__Exercise goal__: Copy every line of the material below without changing anything.

[Collected data]
'''
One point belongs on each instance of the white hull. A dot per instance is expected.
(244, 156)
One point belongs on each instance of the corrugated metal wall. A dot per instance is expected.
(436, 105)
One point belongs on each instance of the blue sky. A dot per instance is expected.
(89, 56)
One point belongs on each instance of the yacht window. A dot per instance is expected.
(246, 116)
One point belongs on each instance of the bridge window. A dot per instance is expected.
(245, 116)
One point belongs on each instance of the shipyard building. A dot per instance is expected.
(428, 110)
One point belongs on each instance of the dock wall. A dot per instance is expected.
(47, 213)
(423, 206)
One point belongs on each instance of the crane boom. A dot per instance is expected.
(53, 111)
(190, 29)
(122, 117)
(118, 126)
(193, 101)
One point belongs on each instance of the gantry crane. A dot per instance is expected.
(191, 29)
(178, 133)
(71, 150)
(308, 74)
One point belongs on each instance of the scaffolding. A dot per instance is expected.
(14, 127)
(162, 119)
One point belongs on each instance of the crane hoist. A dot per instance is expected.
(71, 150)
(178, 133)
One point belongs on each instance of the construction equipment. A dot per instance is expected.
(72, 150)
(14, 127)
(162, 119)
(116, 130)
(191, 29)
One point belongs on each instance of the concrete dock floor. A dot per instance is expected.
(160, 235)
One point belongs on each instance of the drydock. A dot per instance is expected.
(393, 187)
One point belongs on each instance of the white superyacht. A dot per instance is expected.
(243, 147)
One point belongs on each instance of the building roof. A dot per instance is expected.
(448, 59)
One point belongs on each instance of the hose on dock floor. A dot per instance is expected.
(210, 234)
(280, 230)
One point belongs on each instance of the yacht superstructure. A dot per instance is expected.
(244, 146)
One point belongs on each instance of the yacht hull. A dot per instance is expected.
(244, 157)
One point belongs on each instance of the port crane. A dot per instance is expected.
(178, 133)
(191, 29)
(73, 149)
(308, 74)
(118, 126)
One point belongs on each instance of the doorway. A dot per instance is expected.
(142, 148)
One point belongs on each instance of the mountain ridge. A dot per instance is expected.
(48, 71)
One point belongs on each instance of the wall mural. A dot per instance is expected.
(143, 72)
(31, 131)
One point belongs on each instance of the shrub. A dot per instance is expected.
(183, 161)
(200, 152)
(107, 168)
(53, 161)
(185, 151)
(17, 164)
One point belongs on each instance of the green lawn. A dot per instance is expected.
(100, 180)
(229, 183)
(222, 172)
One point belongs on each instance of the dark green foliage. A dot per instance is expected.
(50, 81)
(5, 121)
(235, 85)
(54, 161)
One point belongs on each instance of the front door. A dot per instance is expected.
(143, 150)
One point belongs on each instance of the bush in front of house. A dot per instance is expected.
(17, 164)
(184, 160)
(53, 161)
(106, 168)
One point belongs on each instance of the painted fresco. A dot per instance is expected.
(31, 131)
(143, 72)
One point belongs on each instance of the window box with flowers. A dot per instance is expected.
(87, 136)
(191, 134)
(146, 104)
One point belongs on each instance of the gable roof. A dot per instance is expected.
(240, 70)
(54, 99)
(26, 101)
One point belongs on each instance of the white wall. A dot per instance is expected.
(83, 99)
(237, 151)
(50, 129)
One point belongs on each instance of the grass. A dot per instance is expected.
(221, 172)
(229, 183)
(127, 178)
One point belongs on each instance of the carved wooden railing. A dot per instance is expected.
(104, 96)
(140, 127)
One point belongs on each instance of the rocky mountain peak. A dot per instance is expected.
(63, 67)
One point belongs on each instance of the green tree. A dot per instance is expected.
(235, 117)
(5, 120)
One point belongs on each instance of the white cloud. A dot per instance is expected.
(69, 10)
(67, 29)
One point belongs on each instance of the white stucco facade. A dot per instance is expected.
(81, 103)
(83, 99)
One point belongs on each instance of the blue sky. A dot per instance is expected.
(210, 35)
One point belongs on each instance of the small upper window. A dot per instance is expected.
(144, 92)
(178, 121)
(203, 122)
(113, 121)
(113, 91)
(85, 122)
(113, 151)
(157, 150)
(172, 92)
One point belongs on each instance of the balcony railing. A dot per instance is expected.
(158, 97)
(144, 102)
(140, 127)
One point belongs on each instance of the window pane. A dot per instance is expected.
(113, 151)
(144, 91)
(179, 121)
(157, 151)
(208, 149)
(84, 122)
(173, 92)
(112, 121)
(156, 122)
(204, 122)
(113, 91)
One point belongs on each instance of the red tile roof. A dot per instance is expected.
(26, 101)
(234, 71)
'''
__Task response__:
One point belongs on each instance of the white hull. A dot per instance is expected.
(244, 156)
One point belongs on each instance of the corrugated metal wall. A dot per instance is expected.
(436, 105)
One point belongs on each instance of the blue sky. A dot per instance is expected.
(89, 56)
One point belongs on each instance of the yacht window. A dot per instance is expected.
(246, 116)
One point belongs on each instance of the bridge window. A dot per instance is expected.
(245, 116)
One point belongs on each instance of the shipyard building. A dot per instance is expected.
(428, 110)
One point belongs on each instance of the dock wall. A dot per instance is expected.
(47, 213)
(423, 206)
One point belongs on each instance of the crane boom. A dot per instance is expected.
(53, 111)
(190, 29)
(122, 117)
(118, 126)
(193, 101)
One point belongs on each instance of the gantry crane. A dot per instance is expected.
(191, 29)
(178, 133)
(71, 150)
(308, 74)
One point belongs on each instance of the scaffolding. A dot per instance is expected.
(14, 127)
(162, 119)
One point belongs on each instance of the crane hoist. A dot per instance is expected.
(71, 150)
(178, 133)
One point belongs on each instance of the construction equipment. A dot per instance is expected.
(72, 150)
(14, 127)
(162, 119)
(116, 130)
(191, 29)
One point belongs on each instance of the concrete dock floor. A dot per instance is expected.
(160, 235)
One point belongs on each instance of the drydock. A dot per instance is expected.
(393, 187)
One point belongs on each instance of the white superyacht. A dot per instance is expected.
(243, 147)
One point belongs on each instance of the building roof. A dot per instance is expected.
(448, 59)
One point belongs on each instance of the hose on dock floor. A dot per instance is expected.
(210, 234)
(280, 230)
One point belongs on each instance of the yacht superstructure. A dot per instance is expected.
(244, 146)
One point belongs on each instance of the yacht hull. A dot per instance is expected.
(244, 157)
One point belongs on each instance of the port crane. A dot per instance is expected.
(178, 133)
(191, 29)
(73, 149)
(308, 74)
(118, 126)
One point belongs on each instance of the doorway. A dot per instance is expected.
(142, 148)
One point belongs on each instance of the mountain ridge. A dot per instance is expected.
(48, 71)
One point belongs on each instance of the wall mural. A dot per instance is expected.
(143, 72)
(31, 131)
One point belongs on each instance of the shrub. A dot per instance is expected.
(183, 161)
(200, 152)
(107, 168)
(53, 161)
(185, 151)
(17, 164)
One point belongs on each instance of the green lawn. A dot per instance is expected.
(100, 180)
(229, 183)
(222, 172)
One point belongs on each instance of the dark green foliage. A dot per instance is expected.
(50, 81)
(5, 121)
(235, 85)
(54, 161)
One point belongs on each instance of the front door. A dot per instance is expected.
(143, 150)
One point belongs on each instance of the bush in front of house. A dot per instance is expected.
(17, 164)
(184, 160)
(53, 161)
(106, 168)
One point belongs on each instance of the painted fresco. A dot per instance is expected.
(31, 131)
(143, 72)
One point belongs on each instance of the window box with flowers. A dot per instance is expected.
(87, 136)
(191, 134)
(146, 104)
One point belongs on each instance of the gable roof. A dot per instance is expected.
(240, 70)
(54, 99)
(26, 101)
One point belongs on each instance of the white wall. A dot per instance is expected.
(83, 99)
(237, 151)
(50, 129)
One point belongs on each instance of the grass. A dot per instance is expected.
(221, 172)
(229, 183)
(127, 178)
One point belongs on each instance of the carved wooden railing. A dot per instance is expected.
(104, 96)
(140, 127)
One point belongs on each instance of the rocky mountain peak. A dot per instance is expected.
(63, 67)
One point belongs on each instance of the green tree. A dot per instance is expected.
(235, 117)
(5, 120)
One point belongs on each instance of the white cloud. A dot per instance is expected.
(69, 10)
(67, 29)
One point belongs on each instance of the white stucco facade. A dot per instance is expected.
(81, 103)
(83, 99)
One point belongs on each instance of the blue sky. A dot per instance is expected.
(210, 35)
One point belongs on each instance of the small upper window. A dot per instance is expected.
(144, 92)
(178, 121)
(203, 122)
(113, 121)
(113, 91)
(85, 122)
(113, 151)
(157, 150)
(172, 92)
One point belongs on each instance of the balcony railing. A dot per instance is expected.
(158, 97)
(144, 102)
(140, 127)
One point belongs on each instance of the window pane. A dot per instance is expected.
(113, 151)
(144, 91)
(179, 121)
(157, 151)
(208, 149)
(84, 122)
(173, 92)
(112, 121)
(156, 122)
(204, 122)
(113, 91)
One point belongs on each instance of the red tile roof. A dot per instance is expected.
(26, 101)
(234, 71)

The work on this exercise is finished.